__Source passage__
● ● ● ● ● ● ●

All eyes will be on the South African Reserve Bank (SARB) this week as it prepares to announce its interest rate decision, a move that could have wide-ranging implications for the country’s economy.
Following a series of cuts, economists are split on whether the Reserve Bank will continue to ease policy or take a more cautious approach.
Inflation remains a key focus. February’s inflation numbers, set to be released on Wednesday, are expected to rise slightly from 3.2% to around 3.7%, largely driven by an increase in medical aid premiums.
Despite this uptick, inflation is still comfortably within the Reserve Bank’s target range, leading many economists to suggest that the SARB may hold rates steady at 7.5%.
Nedbank economists believe that the domestic inflation picture supports a pause in rate cuts. While there was a slight increase in inflation in January, it remains well below the SARB’s 4.5% target.
Furthermore, core inflation—excluding volatile items like food and fuel—remains steady, suggesting that underlying price pressures are contained.
However, there are concerns that could tip the scales towards a rate hold. Rising electricity costs, after Eskom’s recent tariff hike, remain a major risk. Although the power price increases for the next few years were lower than expected, they still pose a potential inflationary threat.

● ● ● ● ● ● ●

__Data under study__
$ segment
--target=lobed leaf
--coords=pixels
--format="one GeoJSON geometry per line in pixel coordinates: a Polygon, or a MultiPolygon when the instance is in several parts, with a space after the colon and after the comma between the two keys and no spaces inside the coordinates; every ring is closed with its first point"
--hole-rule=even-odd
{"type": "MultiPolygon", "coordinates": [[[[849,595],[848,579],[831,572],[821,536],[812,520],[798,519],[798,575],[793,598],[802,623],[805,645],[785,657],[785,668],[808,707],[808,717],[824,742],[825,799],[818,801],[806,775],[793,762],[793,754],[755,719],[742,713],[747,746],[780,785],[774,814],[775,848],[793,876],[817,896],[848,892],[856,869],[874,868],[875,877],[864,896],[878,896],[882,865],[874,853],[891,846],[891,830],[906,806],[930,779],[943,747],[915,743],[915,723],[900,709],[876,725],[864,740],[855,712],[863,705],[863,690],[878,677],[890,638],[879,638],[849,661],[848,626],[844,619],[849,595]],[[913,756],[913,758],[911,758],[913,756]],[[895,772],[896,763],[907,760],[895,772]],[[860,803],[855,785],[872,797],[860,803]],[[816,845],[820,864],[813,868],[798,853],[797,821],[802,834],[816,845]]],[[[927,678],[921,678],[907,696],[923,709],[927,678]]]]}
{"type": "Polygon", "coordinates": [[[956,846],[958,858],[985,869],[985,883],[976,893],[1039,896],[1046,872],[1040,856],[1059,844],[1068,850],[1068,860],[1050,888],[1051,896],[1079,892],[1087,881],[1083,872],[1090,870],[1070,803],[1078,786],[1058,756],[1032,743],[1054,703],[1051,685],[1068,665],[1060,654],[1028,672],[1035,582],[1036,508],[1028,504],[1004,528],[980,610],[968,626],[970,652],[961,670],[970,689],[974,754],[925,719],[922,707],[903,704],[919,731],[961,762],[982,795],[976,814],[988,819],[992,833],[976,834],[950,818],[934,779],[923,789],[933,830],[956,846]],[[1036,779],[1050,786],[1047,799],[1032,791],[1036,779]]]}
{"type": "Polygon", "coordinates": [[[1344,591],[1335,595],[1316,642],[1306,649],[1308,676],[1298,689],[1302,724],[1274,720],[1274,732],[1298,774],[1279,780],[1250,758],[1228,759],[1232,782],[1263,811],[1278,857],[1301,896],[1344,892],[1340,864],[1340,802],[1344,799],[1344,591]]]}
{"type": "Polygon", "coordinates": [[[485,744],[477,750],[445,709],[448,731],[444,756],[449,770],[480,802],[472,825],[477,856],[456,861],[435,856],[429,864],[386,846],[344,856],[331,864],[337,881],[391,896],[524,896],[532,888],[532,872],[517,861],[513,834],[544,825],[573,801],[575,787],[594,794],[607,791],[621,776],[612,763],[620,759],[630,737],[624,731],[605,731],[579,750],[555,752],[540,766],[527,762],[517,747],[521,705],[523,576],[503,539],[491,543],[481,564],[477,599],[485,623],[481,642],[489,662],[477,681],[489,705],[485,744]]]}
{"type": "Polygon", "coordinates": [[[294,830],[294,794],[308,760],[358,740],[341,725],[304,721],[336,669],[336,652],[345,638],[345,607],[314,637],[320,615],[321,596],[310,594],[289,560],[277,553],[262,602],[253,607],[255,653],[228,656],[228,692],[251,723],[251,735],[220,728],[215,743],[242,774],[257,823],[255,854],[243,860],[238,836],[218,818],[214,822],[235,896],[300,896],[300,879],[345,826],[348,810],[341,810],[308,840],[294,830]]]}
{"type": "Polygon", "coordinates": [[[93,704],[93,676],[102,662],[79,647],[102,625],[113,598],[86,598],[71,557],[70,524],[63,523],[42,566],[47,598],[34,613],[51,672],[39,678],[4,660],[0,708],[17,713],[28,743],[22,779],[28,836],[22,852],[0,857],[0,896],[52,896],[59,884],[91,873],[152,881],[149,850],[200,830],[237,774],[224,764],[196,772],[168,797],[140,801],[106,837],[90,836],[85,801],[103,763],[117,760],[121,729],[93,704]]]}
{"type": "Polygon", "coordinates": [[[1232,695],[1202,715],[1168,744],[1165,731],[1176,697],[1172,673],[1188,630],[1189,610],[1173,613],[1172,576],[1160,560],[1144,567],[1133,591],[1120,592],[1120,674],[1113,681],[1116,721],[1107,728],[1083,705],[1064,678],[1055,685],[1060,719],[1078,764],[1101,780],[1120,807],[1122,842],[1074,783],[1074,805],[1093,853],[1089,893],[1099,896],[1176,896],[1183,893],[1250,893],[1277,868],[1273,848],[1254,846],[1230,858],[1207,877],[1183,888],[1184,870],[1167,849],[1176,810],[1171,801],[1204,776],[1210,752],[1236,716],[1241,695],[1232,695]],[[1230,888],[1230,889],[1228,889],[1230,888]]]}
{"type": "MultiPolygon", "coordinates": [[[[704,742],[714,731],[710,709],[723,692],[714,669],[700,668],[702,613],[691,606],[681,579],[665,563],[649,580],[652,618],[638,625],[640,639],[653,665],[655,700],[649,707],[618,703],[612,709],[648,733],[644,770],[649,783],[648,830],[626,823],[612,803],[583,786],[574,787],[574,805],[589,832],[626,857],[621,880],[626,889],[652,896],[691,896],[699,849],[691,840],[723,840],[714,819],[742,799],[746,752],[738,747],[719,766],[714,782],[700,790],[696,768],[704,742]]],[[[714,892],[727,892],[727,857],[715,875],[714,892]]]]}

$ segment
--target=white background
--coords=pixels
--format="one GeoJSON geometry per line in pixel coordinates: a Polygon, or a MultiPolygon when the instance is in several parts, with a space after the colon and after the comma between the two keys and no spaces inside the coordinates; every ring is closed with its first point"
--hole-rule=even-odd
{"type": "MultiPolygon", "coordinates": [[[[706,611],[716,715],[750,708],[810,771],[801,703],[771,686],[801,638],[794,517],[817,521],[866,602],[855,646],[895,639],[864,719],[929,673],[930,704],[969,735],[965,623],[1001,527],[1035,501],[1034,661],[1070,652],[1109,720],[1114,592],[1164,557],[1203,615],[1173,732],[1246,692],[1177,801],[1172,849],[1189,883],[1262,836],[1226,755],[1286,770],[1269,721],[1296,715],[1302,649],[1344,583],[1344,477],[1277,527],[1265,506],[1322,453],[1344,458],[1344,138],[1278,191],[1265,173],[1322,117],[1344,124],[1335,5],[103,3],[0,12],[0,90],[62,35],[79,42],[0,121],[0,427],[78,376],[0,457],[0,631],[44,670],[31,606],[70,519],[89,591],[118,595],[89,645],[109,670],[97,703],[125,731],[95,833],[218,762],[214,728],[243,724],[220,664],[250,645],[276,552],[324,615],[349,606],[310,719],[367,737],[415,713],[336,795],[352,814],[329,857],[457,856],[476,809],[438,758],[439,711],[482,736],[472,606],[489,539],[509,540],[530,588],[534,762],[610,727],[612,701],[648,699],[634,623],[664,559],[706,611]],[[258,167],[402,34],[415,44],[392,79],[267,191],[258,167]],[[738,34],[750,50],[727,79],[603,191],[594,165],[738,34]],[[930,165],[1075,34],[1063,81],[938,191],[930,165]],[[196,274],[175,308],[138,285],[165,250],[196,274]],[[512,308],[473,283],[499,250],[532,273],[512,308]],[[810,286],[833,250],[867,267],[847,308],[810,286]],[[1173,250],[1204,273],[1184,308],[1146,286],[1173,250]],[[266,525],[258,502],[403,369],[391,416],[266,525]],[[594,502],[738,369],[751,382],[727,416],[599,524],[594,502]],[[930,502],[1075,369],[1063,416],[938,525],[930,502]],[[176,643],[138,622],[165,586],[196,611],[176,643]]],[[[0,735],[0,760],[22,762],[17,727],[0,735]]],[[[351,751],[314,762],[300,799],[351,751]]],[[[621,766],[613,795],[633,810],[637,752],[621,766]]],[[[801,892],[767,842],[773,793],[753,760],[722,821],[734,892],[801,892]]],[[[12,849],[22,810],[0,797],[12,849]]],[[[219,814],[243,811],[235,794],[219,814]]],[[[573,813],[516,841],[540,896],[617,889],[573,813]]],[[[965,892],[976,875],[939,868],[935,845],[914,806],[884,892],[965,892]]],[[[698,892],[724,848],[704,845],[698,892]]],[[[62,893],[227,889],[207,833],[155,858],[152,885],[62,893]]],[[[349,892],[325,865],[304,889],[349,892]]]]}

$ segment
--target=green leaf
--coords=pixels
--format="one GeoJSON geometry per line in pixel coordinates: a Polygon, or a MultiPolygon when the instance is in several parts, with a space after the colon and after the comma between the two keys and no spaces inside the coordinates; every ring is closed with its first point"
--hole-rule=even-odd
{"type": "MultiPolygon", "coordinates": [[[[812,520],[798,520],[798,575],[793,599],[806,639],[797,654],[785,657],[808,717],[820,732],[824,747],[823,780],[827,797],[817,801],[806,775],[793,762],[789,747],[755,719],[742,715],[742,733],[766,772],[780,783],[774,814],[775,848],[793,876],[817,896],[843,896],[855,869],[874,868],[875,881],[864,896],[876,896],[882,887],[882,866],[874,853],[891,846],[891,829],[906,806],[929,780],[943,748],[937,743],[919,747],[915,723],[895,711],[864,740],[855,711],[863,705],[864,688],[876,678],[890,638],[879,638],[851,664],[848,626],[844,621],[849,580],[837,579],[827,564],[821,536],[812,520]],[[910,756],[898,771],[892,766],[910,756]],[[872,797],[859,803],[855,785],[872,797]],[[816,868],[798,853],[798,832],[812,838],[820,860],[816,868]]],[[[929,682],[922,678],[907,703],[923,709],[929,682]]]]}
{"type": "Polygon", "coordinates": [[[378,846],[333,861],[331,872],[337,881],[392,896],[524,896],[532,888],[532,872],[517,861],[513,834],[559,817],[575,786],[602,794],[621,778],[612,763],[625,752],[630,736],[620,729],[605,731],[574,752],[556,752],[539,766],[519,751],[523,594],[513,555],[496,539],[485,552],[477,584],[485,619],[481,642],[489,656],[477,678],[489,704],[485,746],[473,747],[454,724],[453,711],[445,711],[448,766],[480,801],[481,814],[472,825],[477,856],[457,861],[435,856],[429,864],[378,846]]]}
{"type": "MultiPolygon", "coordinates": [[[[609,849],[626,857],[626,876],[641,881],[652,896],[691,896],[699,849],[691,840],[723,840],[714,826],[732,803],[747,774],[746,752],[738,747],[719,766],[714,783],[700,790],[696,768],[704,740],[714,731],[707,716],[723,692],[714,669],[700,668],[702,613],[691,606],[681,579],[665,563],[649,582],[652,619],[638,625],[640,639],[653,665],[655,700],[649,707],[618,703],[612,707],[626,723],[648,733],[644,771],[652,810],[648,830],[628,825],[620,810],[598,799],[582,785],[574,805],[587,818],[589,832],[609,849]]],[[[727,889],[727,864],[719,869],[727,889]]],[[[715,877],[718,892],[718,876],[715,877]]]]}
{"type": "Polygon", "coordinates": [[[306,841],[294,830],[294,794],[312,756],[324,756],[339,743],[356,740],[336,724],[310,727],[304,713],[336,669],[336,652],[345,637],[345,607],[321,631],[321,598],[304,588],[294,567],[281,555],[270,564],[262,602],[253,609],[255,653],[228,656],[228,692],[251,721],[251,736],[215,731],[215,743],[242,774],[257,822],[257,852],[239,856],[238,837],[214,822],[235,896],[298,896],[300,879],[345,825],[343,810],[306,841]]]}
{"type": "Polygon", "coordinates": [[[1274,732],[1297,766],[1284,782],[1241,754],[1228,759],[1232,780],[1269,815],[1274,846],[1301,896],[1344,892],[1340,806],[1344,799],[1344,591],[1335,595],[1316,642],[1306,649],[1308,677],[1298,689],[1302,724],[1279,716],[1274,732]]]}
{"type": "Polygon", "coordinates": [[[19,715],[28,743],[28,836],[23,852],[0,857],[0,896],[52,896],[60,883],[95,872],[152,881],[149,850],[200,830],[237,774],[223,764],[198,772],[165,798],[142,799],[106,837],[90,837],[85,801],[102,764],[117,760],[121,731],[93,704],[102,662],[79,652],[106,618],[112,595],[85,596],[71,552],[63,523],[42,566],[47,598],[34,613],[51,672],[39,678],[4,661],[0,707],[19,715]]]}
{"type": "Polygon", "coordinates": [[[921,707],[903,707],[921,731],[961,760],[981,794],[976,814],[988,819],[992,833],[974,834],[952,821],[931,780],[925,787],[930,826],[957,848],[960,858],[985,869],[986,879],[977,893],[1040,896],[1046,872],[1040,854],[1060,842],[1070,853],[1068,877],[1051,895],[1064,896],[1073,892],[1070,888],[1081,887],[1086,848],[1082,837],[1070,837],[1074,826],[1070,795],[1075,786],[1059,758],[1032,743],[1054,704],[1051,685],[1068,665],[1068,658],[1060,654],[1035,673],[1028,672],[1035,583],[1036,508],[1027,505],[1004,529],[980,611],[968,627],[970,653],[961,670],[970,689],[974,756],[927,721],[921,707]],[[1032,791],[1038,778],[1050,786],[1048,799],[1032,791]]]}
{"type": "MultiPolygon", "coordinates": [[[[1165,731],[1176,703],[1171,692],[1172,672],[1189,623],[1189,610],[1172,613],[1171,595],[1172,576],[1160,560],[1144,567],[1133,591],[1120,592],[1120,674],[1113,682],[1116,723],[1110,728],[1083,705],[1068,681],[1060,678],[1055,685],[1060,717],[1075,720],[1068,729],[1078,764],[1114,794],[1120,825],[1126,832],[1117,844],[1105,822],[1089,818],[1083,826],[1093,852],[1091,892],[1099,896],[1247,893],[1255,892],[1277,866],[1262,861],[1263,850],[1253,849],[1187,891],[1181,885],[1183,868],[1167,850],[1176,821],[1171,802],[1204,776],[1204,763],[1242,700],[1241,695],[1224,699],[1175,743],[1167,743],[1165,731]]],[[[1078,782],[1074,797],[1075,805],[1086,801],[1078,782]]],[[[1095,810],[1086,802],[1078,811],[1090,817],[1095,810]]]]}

● ● ● ● ● ● ●

__Required work__
1. According to the SARB passage, what is mainly expected to push February's inflation higher?
2. Shorten the paragraph in the SARB passage that begins "Inflation remains a key focus," keeping its main facts.
The records come from a separate source, unrelated to the SARB passage.

__Task-by-task results__
1. An increase in medical aid premiums.

2. February's inflation figures, due Wednesday, are expected to rise from 3.2% to about 3.7%, mainly because of higher medical aid premiums.